### 課題
「Practice round — can you find the thick」を含む行から項目の最後までの範囲を、「mossy」を「bare」に置き換えて書き直してください。それ以外の部分は一切変えないでください。

### 表示データ
·····
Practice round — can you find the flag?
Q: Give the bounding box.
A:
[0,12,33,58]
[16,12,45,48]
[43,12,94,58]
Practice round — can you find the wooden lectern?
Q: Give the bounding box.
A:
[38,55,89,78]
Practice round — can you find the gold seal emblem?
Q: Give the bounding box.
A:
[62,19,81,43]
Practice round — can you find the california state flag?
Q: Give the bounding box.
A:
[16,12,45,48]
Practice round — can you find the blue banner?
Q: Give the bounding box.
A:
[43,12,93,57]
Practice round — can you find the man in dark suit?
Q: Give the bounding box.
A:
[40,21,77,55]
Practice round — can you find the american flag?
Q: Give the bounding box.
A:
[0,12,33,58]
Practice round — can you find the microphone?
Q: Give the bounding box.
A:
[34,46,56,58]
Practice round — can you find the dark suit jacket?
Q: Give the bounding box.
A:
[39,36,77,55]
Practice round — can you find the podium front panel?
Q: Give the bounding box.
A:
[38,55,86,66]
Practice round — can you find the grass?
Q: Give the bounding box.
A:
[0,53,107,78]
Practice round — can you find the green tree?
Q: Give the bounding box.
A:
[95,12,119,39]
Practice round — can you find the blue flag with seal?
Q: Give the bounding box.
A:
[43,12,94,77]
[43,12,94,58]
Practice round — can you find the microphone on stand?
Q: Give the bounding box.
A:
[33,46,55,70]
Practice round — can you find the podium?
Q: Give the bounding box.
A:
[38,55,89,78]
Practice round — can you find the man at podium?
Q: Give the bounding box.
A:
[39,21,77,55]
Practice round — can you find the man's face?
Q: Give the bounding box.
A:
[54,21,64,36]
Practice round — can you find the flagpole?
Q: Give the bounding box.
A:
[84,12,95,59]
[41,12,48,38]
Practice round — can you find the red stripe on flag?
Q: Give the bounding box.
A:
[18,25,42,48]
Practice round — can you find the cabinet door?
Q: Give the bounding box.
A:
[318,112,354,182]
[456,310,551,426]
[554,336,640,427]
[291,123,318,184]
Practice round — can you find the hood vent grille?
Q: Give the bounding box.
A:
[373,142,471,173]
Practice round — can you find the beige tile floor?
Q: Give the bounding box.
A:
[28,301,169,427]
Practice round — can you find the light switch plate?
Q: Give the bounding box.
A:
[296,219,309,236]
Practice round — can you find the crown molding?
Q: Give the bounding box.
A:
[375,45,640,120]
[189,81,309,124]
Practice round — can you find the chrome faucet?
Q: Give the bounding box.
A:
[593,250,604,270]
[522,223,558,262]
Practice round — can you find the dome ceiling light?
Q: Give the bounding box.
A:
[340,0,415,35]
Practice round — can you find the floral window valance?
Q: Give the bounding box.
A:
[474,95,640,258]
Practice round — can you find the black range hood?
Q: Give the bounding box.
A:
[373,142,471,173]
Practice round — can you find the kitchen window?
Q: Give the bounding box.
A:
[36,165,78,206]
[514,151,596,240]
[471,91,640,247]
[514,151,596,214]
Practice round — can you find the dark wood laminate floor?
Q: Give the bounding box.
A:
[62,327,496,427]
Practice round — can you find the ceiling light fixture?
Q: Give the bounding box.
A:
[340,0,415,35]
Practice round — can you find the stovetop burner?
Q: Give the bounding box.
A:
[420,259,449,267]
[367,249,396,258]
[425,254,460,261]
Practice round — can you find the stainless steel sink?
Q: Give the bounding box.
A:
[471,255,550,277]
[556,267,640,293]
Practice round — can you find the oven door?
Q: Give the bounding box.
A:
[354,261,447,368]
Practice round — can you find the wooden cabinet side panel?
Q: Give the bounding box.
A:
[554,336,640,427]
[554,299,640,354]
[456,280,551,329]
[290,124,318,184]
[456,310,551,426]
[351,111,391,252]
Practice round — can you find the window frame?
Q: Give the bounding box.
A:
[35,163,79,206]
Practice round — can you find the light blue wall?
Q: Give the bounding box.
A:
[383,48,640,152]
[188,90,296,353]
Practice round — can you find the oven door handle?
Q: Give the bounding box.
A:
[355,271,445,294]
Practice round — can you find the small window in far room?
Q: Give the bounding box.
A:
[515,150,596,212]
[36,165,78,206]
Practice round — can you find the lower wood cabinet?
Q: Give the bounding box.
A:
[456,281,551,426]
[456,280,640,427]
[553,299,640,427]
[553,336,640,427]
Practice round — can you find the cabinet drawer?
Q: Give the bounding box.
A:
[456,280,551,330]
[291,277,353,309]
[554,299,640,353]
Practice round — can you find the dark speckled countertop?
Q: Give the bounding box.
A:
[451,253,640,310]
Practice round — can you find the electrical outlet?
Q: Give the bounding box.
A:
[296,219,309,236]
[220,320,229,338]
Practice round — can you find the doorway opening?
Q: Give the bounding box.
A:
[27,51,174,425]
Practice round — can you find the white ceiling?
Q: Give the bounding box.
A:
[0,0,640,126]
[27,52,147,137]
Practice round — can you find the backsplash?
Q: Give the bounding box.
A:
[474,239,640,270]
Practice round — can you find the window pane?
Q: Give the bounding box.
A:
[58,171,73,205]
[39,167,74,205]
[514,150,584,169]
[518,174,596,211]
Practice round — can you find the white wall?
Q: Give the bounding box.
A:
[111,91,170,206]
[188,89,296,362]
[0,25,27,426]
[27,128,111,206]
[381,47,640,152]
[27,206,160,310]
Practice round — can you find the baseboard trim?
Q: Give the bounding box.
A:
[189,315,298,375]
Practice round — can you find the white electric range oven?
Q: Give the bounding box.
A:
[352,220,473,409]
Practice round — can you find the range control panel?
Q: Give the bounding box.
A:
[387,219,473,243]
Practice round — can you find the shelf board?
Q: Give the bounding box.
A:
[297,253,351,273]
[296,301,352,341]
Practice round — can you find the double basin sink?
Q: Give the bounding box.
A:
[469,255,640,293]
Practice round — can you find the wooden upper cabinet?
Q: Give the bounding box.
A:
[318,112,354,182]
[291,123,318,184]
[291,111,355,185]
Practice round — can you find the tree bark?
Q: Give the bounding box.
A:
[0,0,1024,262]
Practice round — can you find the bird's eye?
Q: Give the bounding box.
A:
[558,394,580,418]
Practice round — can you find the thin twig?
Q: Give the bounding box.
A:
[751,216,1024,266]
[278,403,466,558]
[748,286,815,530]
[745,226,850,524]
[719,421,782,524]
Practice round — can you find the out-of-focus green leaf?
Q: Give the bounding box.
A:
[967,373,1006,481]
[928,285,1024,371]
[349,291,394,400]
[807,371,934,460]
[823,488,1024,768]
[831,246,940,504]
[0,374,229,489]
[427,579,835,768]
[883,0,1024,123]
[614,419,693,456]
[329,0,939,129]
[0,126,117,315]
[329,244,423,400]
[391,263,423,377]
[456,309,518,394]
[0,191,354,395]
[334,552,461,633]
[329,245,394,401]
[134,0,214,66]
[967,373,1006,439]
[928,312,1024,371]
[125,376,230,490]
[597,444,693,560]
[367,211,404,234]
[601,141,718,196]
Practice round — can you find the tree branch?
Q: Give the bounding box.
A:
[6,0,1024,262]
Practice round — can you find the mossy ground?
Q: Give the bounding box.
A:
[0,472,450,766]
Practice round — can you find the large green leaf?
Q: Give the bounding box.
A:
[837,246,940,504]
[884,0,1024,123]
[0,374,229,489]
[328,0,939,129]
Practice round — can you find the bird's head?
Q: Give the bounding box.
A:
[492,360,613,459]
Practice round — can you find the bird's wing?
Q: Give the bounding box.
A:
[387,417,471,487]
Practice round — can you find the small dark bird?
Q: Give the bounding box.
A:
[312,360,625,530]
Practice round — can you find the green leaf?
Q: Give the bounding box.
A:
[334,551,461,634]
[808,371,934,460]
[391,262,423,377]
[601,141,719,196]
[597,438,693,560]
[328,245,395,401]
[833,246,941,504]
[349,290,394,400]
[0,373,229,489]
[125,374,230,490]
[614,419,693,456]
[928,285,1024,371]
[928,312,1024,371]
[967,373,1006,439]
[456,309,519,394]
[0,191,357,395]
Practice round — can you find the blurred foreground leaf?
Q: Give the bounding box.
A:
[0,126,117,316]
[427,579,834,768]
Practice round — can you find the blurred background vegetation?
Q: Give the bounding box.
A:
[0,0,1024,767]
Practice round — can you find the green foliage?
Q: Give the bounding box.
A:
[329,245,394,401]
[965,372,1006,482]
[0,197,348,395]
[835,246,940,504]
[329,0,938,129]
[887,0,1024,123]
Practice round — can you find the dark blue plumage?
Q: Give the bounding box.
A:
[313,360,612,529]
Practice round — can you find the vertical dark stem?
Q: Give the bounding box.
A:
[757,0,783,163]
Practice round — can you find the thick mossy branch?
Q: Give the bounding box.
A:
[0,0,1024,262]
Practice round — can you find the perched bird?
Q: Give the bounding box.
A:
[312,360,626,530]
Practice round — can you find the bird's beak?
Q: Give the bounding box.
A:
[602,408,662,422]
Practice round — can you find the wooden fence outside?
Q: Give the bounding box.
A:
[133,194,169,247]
·····
### 出力全文
Practice round — can you find the thick bare branch?
Q: Give the bounding box.
A:
[0,0,1024,262]
Practice round — can you find the perched bird?
Q: Give the bounding box.
A:
[312,360,626,530]
Practice round — can you find the bird's beak?
Q: Give the bounding box.
A:
[602,408,662,422]
Practice round — can you find the wooden fence outside?
Q: Give the bounding box.
A:
[133,194,169,247]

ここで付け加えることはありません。